STATED EXERCISE: Determine how many lines in the items below contain the string "office", with case counting. Reply with the number alone.
>> begin
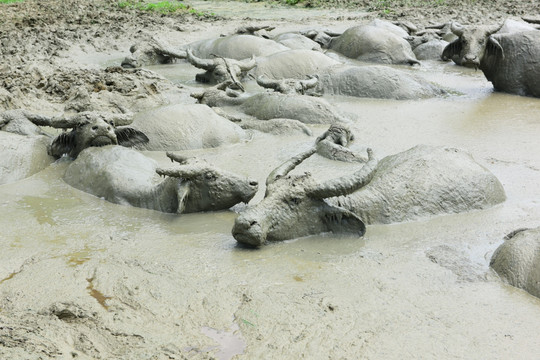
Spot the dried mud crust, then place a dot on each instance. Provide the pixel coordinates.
(429, 11)
(37, 39)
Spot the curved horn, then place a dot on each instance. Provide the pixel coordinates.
(457, 28)
(310, 83)
(121, 119)
(436, 26)
(346, 184)
(206, 64)
(197, 95)
(174, 54)
(267, 83)
(178, 158)
(289, 165)
(247, 65)
(494, 28)
(164, 49)
(61, 122)
(494, 46)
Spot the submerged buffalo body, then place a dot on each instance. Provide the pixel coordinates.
(93, 129)
(423, 181)
(374, 44)
(125, 176)
(517, 260)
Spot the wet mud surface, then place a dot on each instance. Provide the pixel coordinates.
(84, 278)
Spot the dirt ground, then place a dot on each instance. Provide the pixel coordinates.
(81, 278)
(49, 48)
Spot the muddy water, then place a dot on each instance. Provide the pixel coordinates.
(145, 283)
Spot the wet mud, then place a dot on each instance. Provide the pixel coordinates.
(84, 278)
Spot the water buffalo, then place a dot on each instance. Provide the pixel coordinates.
(374, 44)
(295, 206)
(236, 47)
(23, 145)
(506, 54)
(470, 46)
(423, 181)
(220, 69)
(152, 52)
(288, 86)
(183, 127)
(275, 105)
(93, 129)
(517, 260)
(125, 176)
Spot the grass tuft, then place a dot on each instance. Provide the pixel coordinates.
(164, 7)
(9, 1)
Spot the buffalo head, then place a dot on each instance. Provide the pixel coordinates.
(151, 52)
(219, 69)
(470, 47)
(93, 129)
(295, 206)
(204, 187)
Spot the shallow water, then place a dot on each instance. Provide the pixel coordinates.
(413, 290)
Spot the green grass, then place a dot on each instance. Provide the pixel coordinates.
(164, 7)
(388, 6)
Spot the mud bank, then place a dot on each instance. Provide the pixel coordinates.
(84, 278)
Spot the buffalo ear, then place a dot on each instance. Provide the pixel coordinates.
(130, 137)
(340, 220)
(451, 50)
(493, 47)
(63, 144)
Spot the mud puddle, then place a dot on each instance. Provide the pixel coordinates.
(145, 283)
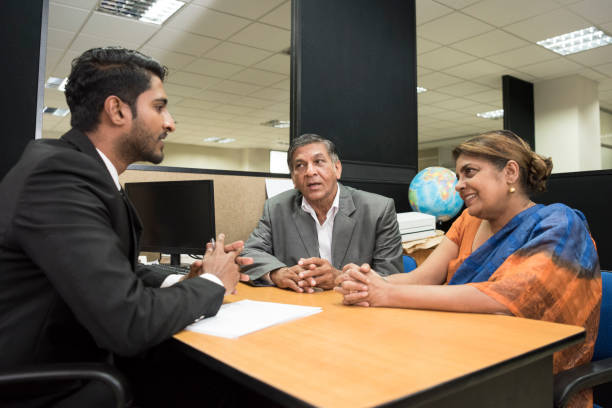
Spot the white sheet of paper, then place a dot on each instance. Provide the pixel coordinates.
(277, 186)
(246, 316)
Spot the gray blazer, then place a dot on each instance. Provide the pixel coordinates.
(365, 230)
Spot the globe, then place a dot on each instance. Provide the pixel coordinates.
(432, 191)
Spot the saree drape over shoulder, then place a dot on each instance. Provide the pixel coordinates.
(542, 265)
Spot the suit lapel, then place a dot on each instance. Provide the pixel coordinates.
(306, 228)
(343, 227)
(80, 140)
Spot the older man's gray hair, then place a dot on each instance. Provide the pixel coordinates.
(309, 138)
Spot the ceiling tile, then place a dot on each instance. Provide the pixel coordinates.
(490, 43)
(234, 87)
(189, 79)
(463, 89)
(502, 12)
(552, 69)
(457, 4)
(119, 28)
(264, 36)
(475, 69)
(494, 95)
(596, 56)
(231, 109)
(168, 58)
(243, 8)
(66, 18)
(548, 25)
(424, 46)
(178, 90)
(454, 103)
(430, 97)
(452, 28)
(180, 41)
(253, 102)
(203, 21)
(214, 68)
(523, 56)
(82, 4)
(443, 58)
(427, 10)
(196, 103)
(237, 54)
(84, 42)
(596, 11)
(437, 80)
(280, 17)
(59, 38)
(280, 63)
(278, 95)
(215, 96)
(258, 77)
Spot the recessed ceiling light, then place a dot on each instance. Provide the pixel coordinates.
(277, 123)
(577, 41)
(496, 114)
(56, 83)
(56, 111)
(149, 11)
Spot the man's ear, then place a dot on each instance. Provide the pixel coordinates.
(338, 167)
(512, 172)
(116, 110)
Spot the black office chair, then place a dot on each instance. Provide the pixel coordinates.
(598, 373)
(103, 373)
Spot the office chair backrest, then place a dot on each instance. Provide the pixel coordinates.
(603, 345)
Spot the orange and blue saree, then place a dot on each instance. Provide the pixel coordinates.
(542, 265)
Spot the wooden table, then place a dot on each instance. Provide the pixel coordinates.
(363, 357)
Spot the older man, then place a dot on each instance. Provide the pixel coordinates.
(306, 235)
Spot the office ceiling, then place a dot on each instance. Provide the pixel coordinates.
(229, 67)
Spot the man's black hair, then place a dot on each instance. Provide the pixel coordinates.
(101, 72)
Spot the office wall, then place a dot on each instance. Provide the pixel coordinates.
(605, 118)
(192, 156)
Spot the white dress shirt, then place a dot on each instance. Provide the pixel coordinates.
(325, 230)
(170, 279)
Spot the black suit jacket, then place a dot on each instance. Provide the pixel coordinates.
(69, 286)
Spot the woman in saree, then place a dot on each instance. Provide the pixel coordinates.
(504, 254)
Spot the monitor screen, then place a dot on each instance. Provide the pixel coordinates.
(178, 217)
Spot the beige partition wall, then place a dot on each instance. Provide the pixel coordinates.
(239, 199)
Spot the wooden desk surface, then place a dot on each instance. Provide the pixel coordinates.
(354, 357)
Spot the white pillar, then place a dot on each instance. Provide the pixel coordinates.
(567, 124)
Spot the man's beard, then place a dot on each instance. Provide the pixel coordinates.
(139, 145)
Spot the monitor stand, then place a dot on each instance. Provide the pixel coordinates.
(175, 259)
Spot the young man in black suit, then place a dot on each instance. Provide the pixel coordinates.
(70, 286)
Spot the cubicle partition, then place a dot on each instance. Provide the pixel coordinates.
(239, 196)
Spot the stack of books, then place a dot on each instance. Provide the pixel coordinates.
(415, 225)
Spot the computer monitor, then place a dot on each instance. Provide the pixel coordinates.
(178, 217)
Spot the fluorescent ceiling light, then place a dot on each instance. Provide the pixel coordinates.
(56, 111)
(577, 41)
(149, 11)
(496, 114)
(56, 83)
(281, 124)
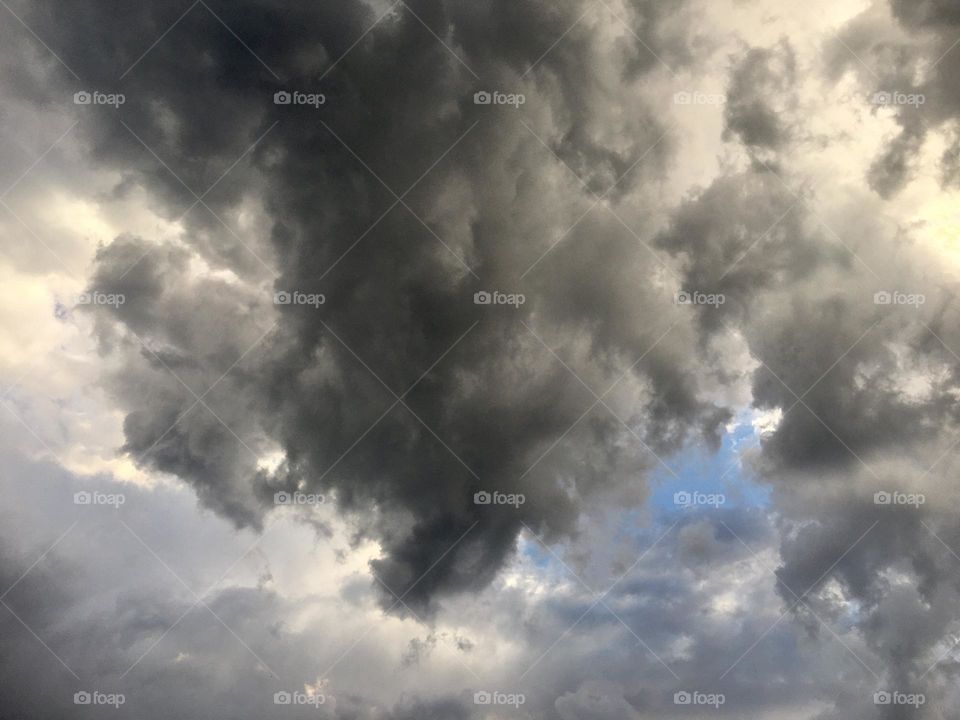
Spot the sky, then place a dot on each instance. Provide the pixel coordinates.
(479, 359)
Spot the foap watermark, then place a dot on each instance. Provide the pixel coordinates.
(95, 697)
(315, 100)
(298, 498)
(295, 297)
(694, 697)
(695, 297)
(484, 697)
(298, 697)
(882, 497)
(686, 97)
(896, 297)
(498, 298)
(498, 498)
(896, 98)
(685, 499)
(115, 100)
(894, 697)
(85, 497)
(100, 298)
(482, 97)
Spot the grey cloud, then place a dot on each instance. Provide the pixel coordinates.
(397, 299)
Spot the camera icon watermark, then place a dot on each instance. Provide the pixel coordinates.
(894, 697)
(295, 297)
(284, 97)
(695, 97)
(483, 297)
(297, 697)
(95, 297)
(882, 497)
(298, 498)
(485, 697)
(686, 499)
(85, 497)
(95, 697)
(694, 697)
(695, 297)
(498, 498)
(96, 97)
(483, 97)
(895, 297)
(897, 99)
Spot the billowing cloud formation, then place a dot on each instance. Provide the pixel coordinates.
(397, 201)
(468, 270)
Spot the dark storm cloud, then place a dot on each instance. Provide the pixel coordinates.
(399, 395)
(762, 84)
(917, 57)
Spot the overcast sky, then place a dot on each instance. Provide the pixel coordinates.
(468, 359)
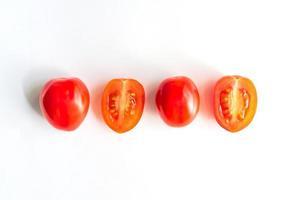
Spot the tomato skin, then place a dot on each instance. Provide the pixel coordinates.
(235, 102)
(123, 104)
(64, 102)
(177, 101)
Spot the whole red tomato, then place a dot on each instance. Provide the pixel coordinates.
(64, 102)
(178, 100)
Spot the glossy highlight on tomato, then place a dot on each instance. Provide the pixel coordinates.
(235, 102)
(123, 104)
(177, 101)
(64, 102)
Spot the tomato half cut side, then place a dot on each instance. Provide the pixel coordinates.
(123, 104)
(235, 102)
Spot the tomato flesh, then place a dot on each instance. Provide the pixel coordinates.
(178, 100)
(64, 102)
(235, 102)
(123, 104)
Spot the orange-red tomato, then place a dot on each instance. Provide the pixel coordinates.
(123, 104)
(177, 100)
(235, 102)
(64, 102)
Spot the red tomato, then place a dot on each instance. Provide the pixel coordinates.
(123, 104)
(235, 102)
(64, 102)
(177, 100)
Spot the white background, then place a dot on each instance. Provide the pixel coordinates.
(149, 40)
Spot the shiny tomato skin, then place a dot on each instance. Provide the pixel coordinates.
(123, 104)
(177, 101)
(235, 102)
(64, 102)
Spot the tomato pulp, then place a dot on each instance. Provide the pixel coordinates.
(64, 102)
(235, 102)
(177, 100)
(123, 104)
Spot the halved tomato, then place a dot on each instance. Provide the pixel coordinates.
(123, 104)
(235, 102)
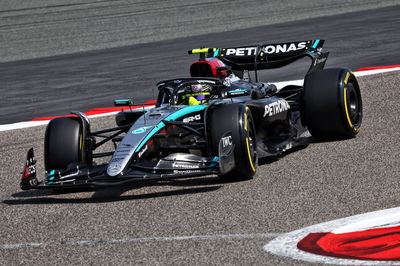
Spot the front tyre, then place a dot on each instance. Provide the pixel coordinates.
(63, 143)
(331, 104)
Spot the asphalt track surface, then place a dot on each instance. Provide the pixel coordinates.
(232, 221)
(57, 85)
(143, 224)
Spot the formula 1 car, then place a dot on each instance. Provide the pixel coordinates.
(217, 122)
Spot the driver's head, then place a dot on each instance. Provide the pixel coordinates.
(196, 94)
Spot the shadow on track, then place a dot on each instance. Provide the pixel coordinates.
(112, 194)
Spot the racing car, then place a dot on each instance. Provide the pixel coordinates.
(219, 121)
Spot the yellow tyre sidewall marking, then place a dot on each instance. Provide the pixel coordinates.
(346, 80)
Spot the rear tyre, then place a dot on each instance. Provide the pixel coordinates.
(63, 143)
(238, 120)
(331, 104)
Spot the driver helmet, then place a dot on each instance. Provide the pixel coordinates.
(196, 94)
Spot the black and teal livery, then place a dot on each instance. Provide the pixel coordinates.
(241, 121)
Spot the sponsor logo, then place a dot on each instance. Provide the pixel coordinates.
(192, 118)
(276, 108)
(140, 130)
(186, 171)
(241, 51)
(142, 151)
(178, 165)
(284, 48)
(206, 81)
(226, 141)
(320, 60)
(238, 92)
(269, 49)
(113, 168)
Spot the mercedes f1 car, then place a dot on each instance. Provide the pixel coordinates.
(219, 121)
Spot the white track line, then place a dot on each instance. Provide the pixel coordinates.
(138, 240)
(280, 85)
(285, 245)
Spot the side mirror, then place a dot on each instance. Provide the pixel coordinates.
(125, 102)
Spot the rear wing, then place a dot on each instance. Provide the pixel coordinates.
(267, 56)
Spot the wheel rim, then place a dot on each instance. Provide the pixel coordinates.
(354, 105)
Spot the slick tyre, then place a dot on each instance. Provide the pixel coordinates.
(63, 143)
(331, 104)
(238, 120)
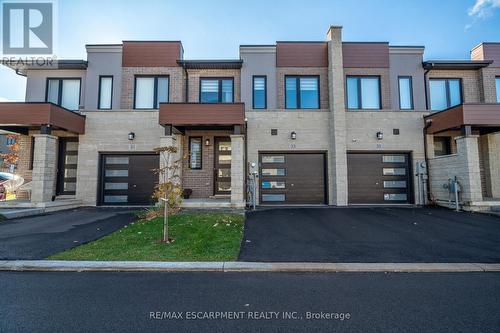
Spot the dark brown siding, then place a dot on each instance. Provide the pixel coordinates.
(301, 54)
(487, 51)
(178, 114)
(365, 55)
(151, 54)
(36, 114)
(466, 114)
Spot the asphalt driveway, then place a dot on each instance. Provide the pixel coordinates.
(38, 237)
(370, 235)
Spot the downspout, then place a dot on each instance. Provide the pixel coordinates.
(426, 158)
(186, 88)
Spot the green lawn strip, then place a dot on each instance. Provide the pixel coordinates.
(198, 237)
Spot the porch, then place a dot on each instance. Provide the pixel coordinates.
(210, 144)
(48, 155)
(463, 145)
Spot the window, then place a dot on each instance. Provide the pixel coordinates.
(405, 93)
(150, 91)
(195, 153)
(259, 92)
(497, 79)
(393, 159)
(216, 91)
(273, 159)
(445, 93)
(273, 172)
(64, 92)
(363, 92)
(302, 92)
(442, 145)
(105, 92)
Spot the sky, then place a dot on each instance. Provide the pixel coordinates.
(213, 29)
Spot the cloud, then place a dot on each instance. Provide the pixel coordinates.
(483, 8)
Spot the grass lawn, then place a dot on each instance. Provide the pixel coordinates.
(198, 237)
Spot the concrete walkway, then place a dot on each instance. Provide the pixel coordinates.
(237, 266)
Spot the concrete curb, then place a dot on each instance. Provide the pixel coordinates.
(236, 266)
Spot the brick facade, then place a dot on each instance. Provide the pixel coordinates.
(194, 76)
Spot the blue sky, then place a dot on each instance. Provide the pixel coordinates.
(213, 29)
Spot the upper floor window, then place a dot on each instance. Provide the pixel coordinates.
(150, 91)
(216, 90)
(363, 92)
(302, 92)
(105, 101)
(445, 93)
(405, 93)
(64, 92)
(259, 92)
(498, 88)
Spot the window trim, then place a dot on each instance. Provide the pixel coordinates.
(201, 152)
(360, 100)
(412, 106)
(297, 82)
(447, 87)
(219, 97)
(59, 90)
(265, 91)
(155, 89)
(99, 92)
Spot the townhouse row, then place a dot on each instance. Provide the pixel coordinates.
(313, 123)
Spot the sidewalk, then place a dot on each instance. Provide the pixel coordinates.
(236, 266)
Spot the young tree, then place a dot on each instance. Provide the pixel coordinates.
(168, 191)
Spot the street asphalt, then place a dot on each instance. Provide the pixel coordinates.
(412, 235)
(249, 302)
(38, 237)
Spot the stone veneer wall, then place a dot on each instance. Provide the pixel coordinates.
(464, 165)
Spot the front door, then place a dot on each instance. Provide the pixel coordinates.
(222, 165)
(67, 163)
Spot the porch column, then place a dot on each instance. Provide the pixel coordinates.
(172, 141)
(494, 163)
(469, 176)
(44, 168)
(237, 170)
(338, 155)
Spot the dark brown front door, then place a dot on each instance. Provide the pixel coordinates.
(379, 178)
(292, 178)
(67, 163)
(222, 165)
(128, 179)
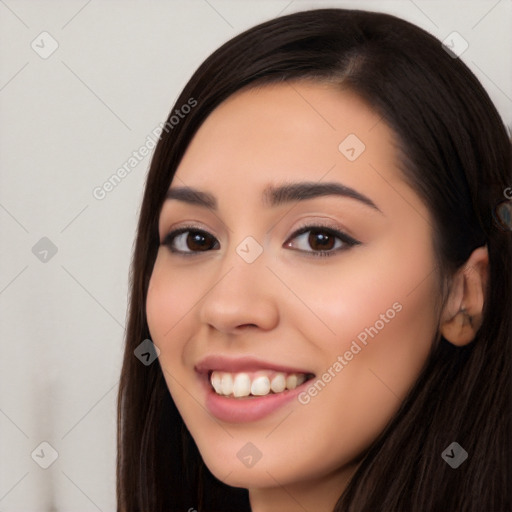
>> end
OUTPUT BELOW: 4